#### [Record list]
-------

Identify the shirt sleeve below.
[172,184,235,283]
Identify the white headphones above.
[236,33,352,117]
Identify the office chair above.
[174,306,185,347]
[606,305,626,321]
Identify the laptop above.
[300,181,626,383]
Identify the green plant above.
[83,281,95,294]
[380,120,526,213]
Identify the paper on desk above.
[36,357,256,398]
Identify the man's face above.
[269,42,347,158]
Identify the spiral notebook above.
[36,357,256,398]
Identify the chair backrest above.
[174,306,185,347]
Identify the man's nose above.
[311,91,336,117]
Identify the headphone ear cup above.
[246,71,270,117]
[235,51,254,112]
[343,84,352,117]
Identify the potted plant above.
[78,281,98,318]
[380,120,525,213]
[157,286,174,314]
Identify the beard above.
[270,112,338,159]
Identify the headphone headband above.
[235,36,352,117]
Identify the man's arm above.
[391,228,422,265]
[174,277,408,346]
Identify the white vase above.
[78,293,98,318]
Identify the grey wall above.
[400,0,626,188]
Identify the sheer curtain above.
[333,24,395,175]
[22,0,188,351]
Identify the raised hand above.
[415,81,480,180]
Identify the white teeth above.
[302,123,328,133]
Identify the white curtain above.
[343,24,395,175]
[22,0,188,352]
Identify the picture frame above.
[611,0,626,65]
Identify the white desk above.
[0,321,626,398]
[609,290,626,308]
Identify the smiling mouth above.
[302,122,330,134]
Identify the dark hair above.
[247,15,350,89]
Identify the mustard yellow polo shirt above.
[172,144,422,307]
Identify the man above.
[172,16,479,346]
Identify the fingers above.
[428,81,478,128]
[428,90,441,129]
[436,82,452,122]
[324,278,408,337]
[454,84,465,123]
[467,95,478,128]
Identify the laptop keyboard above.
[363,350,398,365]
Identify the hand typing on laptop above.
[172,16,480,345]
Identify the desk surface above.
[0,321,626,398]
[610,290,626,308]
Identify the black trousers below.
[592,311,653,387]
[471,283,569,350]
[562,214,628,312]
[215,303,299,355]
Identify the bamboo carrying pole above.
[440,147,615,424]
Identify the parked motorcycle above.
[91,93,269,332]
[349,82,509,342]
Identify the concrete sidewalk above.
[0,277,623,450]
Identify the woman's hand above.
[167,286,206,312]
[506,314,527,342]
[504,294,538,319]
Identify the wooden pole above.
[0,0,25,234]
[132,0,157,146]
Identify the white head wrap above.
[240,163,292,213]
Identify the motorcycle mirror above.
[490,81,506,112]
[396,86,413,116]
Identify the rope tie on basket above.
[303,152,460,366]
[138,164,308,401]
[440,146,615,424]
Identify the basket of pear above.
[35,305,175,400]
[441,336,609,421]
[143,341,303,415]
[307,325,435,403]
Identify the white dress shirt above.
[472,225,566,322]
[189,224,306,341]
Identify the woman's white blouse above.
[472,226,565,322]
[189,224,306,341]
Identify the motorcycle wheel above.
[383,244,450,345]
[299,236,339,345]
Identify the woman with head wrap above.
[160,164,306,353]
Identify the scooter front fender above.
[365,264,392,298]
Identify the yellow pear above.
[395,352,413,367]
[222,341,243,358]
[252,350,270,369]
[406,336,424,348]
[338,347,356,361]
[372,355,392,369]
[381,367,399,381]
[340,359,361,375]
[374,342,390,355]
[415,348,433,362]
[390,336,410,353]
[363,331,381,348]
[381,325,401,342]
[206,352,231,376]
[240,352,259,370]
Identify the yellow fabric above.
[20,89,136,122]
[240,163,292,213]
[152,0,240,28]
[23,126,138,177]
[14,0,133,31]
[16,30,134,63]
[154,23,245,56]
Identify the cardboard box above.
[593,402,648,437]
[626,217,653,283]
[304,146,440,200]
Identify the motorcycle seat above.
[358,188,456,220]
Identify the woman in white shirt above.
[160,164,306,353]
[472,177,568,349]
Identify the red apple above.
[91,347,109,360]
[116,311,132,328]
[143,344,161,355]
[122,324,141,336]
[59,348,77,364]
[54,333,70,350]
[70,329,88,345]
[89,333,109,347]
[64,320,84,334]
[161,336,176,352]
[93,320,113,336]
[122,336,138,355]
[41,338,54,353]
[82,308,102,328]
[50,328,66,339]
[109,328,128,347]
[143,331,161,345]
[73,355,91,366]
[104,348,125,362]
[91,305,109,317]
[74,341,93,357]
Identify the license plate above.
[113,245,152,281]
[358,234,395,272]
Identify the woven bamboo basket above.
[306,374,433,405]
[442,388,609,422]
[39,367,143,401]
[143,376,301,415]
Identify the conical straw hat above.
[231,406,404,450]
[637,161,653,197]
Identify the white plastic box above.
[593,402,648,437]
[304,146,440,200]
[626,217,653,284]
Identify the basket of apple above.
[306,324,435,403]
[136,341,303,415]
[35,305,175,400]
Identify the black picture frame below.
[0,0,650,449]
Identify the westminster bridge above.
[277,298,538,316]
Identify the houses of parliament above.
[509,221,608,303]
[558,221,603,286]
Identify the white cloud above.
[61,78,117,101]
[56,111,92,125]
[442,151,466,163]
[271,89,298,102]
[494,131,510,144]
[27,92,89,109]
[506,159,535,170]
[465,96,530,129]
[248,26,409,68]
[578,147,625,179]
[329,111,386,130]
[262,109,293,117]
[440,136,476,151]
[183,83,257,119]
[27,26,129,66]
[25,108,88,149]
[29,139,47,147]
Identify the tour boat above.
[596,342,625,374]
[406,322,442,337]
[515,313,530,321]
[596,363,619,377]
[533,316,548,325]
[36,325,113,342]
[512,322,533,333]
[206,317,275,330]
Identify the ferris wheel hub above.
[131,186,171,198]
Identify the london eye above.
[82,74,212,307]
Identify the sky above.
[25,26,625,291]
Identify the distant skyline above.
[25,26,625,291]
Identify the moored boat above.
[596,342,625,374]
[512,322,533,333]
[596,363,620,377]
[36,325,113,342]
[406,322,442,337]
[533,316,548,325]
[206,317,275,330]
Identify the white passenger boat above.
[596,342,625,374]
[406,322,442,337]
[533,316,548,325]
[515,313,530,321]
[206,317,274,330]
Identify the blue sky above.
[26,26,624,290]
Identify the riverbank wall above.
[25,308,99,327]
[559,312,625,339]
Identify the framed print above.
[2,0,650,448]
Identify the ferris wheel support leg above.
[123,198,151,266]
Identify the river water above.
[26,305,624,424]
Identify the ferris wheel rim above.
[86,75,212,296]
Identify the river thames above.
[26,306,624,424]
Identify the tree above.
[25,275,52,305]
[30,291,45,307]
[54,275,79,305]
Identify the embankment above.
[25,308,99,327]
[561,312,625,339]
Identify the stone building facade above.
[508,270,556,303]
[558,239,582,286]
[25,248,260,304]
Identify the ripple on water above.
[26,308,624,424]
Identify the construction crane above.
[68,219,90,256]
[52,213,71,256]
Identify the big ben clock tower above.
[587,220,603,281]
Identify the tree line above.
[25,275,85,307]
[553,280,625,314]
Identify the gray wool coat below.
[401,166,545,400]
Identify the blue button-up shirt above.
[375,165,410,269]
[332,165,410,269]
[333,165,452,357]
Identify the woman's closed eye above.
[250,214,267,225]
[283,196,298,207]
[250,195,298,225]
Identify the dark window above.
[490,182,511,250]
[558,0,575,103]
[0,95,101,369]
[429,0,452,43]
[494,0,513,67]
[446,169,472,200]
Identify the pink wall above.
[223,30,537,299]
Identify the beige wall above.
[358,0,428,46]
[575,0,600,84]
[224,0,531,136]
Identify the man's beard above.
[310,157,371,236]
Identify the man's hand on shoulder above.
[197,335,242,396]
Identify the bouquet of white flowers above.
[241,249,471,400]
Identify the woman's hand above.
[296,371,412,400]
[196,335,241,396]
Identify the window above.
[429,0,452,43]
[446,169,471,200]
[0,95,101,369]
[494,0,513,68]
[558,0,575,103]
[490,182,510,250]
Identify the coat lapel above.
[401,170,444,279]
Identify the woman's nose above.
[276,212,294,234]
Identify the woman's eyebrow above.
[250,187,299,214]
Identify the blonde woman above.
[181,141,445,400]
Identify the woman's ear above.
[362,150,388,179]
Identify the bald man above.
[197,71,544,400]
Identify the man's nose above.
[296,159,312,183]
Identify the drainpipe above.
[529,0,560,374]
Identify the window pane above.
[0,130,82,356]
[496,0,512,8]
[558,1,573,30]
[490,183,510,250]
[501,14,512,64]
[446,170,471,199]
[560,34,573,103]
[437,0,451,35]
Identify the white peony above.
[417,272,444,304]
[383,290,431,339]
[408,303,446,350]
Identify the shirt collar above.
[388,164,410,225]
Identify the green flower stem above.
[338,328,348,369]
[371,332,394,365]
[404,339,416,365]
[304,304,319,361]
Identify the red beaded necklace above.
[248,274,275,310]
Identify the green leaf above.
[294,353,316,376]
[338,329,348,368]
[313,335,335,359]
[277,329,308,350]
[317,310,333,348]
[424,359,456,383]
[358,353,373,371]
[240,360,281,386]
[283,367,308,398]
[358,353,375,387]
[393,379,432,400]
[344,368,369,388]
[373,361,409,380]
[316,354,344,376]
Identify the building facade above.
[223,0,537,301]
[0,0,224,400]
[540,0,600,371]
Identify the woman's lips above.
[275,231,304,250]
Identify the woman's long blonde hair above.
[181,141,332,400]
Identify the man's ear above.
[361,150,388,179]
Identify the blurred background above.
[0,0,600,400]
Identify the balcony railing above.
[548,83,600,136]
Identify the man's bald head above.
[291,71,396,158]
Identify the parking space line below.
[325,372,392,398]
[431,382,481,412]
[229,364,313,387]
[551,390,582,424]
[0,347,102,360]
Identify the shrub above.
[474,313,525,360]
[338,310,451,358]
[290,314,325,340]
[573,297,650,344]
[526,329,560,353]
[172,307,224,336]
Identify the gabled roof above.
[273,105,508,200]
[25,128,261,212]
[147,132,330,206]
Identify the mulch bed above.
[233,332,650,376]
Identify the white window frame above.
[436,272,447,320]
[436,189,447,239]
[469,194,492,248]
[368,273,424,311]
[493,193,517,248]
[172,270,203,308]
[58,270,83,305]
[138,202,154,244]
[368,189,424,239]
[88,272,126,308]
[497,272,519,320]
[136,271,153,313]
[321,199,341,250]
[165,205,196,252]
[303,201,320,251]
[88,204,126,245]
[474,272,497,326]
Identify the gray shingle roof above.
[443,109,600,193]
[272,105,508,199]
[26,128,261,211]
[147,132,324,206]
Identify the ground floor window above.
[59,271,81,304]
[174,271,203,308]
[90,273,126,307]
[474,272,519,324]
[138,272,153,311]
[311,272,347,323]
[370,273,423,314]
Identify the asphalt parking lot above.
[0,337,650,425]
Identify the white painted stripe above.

-------

#### [Stated task]
Locate every line in the entries above that contains the word "building", and copy each of those lines in full.

#### [Answer to this task]
Identify the stone building facade above.
Identify the building facade above.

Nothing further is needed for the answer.